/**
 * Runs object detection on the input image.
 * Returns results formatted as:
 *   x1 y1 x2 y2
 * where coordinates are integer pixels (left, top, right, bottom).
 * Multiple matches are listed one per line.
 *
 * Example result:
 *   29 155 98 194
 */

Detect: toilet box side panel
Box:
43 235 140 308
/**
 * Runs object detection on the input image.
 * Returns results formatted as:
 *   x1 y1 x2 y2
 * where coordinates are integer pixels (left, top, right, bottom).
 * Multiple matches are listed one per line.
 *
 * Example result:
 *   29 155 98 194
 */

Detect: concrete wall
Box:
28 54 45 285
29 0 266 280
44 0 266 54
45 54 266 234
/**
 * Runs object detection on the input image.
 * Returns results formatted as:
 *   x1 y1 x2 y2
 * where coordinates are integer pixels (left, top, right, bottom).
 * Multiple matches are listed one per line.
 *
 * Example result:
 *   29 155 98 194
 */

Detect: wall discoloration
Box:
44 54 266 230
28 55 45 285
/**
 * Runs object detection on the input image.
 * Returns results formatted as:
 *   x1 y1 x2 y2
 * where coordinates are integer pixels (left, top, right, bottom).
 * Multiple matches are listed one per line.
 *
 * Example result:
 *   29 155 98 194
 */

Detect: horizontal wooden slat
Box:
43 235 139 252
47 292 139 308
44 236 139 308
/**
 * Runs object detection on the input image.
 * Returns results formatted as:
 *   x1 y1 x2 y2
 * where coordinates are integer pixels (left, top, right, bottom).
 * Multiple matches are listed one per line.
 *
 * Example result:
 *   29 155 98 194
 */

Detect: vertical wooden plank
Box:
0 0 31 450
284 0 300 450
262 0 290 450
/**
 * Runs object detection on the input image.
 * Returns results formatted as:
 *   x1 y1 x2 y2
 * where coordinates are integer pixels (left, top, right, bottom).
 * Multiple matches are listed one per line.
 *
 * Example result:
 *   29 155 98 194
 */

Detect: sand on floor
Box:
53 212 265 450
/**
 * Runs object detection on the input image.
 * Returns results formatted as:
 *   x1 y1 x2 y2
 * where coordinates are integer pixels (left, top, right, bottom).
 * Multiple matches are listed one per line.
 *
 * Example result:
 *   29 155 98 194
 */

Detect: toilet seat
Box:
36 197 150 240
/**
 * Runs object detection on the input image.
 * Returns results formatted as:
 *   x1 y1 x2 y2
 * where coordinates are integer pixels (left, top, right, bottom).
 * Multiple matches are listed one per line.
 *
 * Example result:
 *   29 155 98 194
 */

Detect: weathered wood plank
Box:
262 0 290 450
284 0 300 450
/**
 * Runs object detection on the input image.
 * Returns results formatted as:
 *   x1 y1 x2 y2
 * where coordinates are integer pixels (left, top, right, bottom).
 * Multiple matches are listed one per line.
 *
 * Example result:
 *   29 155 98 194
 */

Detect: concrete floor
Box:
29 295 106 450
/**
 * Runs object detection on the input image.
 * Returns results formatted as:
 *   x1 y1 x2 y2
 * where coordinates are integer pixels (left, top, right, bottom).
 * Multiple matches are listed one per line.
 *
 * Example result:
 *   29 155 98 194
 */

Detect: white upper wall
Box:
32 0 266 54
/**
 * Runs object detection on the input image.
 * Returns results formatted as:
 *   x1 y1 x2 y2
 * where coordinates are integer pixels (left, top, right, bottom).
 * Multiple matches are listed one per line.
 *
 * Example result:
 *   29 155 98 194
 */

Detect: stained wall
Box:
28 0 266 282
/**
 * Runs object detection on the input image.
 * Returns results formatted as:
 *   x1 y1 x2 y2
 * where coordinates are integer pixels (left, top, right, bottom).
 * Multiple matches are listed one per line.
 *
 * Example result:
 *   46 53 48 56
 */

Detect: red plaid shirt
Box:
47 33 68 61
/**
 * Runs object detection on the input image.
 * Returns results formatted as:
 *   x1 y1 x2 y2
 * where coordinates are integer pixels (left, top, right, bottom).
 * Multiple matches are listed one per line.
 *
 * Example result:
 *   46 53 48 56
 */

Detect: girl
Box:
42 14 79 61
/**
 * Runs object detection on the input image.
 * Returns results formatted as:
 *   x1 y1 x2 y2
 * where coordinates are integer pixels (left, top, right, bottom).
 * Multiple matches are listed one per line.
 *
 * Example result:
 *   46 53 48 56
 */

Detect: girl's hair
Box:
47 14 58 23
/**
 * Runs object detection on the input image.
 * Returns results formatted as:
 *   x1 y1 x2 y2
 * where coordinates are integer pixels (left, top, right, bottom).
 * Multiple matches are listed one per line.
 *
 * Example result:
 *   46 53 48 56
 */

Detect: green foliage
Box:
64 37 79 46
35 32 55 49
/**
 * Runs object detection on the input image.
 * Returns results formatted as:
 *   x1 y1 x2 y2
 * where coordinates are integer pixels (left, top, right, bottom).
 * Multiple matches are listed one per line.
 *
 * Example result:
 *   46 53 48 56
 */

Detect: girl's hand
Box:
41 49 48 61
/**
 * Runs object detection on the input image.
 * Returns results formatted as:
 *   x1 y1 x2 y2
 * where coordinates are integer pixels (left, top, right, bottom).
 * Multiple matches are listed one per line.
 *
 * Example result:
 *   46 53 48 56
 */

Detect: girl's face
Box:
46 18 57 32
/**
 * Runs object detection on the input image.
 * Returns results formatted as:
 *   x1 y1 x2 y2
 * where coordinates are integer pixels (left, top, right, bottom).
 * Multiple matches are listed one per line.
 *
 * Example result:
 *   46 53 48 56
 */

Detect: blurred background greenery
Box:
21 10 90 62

• [WHAT YOU NEED TO DO] Repeat every entry exactly, please.

• [FINAL RESULT]
/**
 * Runs object detection on the input image.
 * Returns results formatted as:
 *   x1 y1 x2 y2
 * where coordinates are integer pixels (left, top, right, bottom).
 * Multiple matches are listed one per line.
 *
 * Example result:
 *   29 155 98 194
 */

Detect: toilet box side panel
Box:
43 235 140 308
/**
 * Runs object detection on the input image.
 * Returns results formatted as:
 *   x1 y1 x2 y2
 * where coordinates are integer pixels (left, top, right, bottom).
 * Multiple matches are listed one per line.
 *
 * Example result:
 *   29 155 98 194
 */

Detect: concrete wall
Box:
28 54 45 285
29 0 266 280
44 0 266 54
45 54 266 234
/**
 * Runs object detection on the input image.
 * Returns results formatted as:
 *   x1 y1 x2 y2
 * where coordinates are integer pixels (left, top, right, bottom).
 * Multiple matches are listed one per line.
 *
 * Example result:
 *   29 155 98 194
 */

Detect: wall discoloration
Box:
44 54 266 230
28 55 45 285
/**
 * Runs object detection on the input image.
 * Returns results formatted as:
 *   x1 y1 x2 y2
 * where coordinates are integer pixels (left, top, right, bottom).
 * Multiple matches are listed one per line.
 *
 * Example result:
 *   29 155 98 194
 */

Detect: horizontal wooden slat
Box:
43 235 139 252
47 292 139 308
44 236 139 308
/**
 * Runs object detection on the input image.
 * Returns results formatted as:
 *   x1 y1 x2 y2
 * where coordinates are integer pixels (left, top, right, bottom).
 * Multiple matches are listed one per line.
 *
 * Example result:
 *   29 155 98 194
 */

Detect: vertical wooden plank
Box:
0 0 31 450
284 0 300 450
262 0 290 450
/**
 * Runs object detection on the input image.
 * Returns results formatted as:
 *   x1 y1 x2 y2
 * where coordinates are integer pixels (left, top, right, bottom).
 * Multiple matches are listed one per line.
 *
 * Example result:
 *   29 155 98 194
 */

Detect: sand on floor
Box:
53 212 265 450
/**
 * Runs object detection on the input image.
 * Returns results formatted as:
 *   x1 y1 x2 y2
 * where coordinates are integer pixels (left, top, right, bottom).
 * Multiple matches are listed one per line.
 *
 * Example result:
 *   29 155 98 194
 */

Detect: toilet seat
Box:
36 197 150 240
/**
 * Runs object detection on the input image.
 * Returns results formatted as:
 *   x1 y1 x2 y2
 * where coordinates are integer pixels (left, top, right, bottom).
 * Multiple matches are listed one per line.
 *
 * Example result:
 *   29 155 98 194
 */

Detect: weathered wood plank
Box:
262 0 290 450
284 0 300 450
/**
 * Runs object detection on the input image.
 * Returns results formatted as:
 *   x1 y1 x2 y2
 * where coordinates are integer pixels (left, top, right, bottom).
 * Multiple matches are listed one per line.
 *
 * Example result:
 *   29 155 98 194
 */

Detect: concrete floor
Box:
29 295 106 450
/**
 * Runs object detection on the input image.
 * Returns results formatted as:
 *   x1 y1 x2 y2
 * where coordinates are integer pixels (left, top, right, bottom).
 * Multiple matches are listed one per line.
 *
 * Example result:
 *   29 155 98 194
 */

Detect: white upper wall
Box:
32 0 266 54
/**
 * Runs object detection on the input image.
 * Returns results formatted as:
 *   x1 y1 x2 y2
 * where coordinates are integer pixels (left, top, right, bottom).
 * Multiple matches are listed one per line.
 *
 * Example result:
 *   29 155 98 194
 */

Detect: stained wall
Box:
28 0 266 282
/**
 * Runs object detection on the input image.
 * Returns results formatted as:
 *   x1 y1 x2 y2
 * where coordinates are integer pixels (left, top, right, bottom).
 * Multiple matches are listed one per line.
 *
 * Example result:
 *   46 53 48 56
 */

Detect: red plaid shirt
Box:
47 33 68 61
/**
 * Runs object detection on the input image.
 * Returns results formatted as:
 *   x1 y1 x2 y2
 * where coordinates are integer pixels (left, top, right, bottom).
 * Multiple matches are listed one per line.
 *
 * Example result:
 *   46 53 48 56
 */

Detect: girl
Box:
42 14 79 61
/**
 * Runs object detection on the input image.
 * Returns results formatted as:
 *   x1 y1 x2 y2
 * where coordinates are integer pixels (left, top, right, bottom).
 * Multiple matches are listed one per line.
 *
 * Example result:
 *   46 53 48 56
 */

Detect: girl's hair
Box:
47 14 58 23
/**
 * Runs object detection on the input image.
 * Returns results formatted as:
 *   x1 y1 x2 y2
 * where coordinates are integer pixels (left, top, right, bottom).
 * Multiple matches are listed one per line.
 *
 * Example result:
 *   46 53 48 56
 */

Detect: green foliage
Box:
64 37 79 46
35 32 55 49
/**
 * Runs object detection on the input image.
 * Returns results formatted as:
 *   x1 y1 x2 y2
 * where coordinates are integer pixels (left, top, right, bottom).
 * Multiple matches are listed one per line.
 *
 * Example result:
 *   46 53 48 56
 */

Detect: girl's hand
Box:
41 49 48 61
/**
 * Runs object detection on the input image.
 * Returns results formatted as:
 *   x1 y1 x2 y2
 * where coordinates are integer pixels (left, top, right, bottom).
 * Multiple matches are listed one per line.
 *
 * Example result:
 *   46 53 48 56
 */

Detect: girl's face
Box:
46 18 57 32
/**
 * Runs object detection on the input image.
 * Returns results formatted as:
 *   x1 y1 x2 y2
 * where coordinates are integer pixels (left, top, right, bottom).
 * Multiple matches are listed one per line.
 *
 * Example result:
 *   46 53 48 56
 */

Detect: blurred background greenery
Box:
21 10 90 62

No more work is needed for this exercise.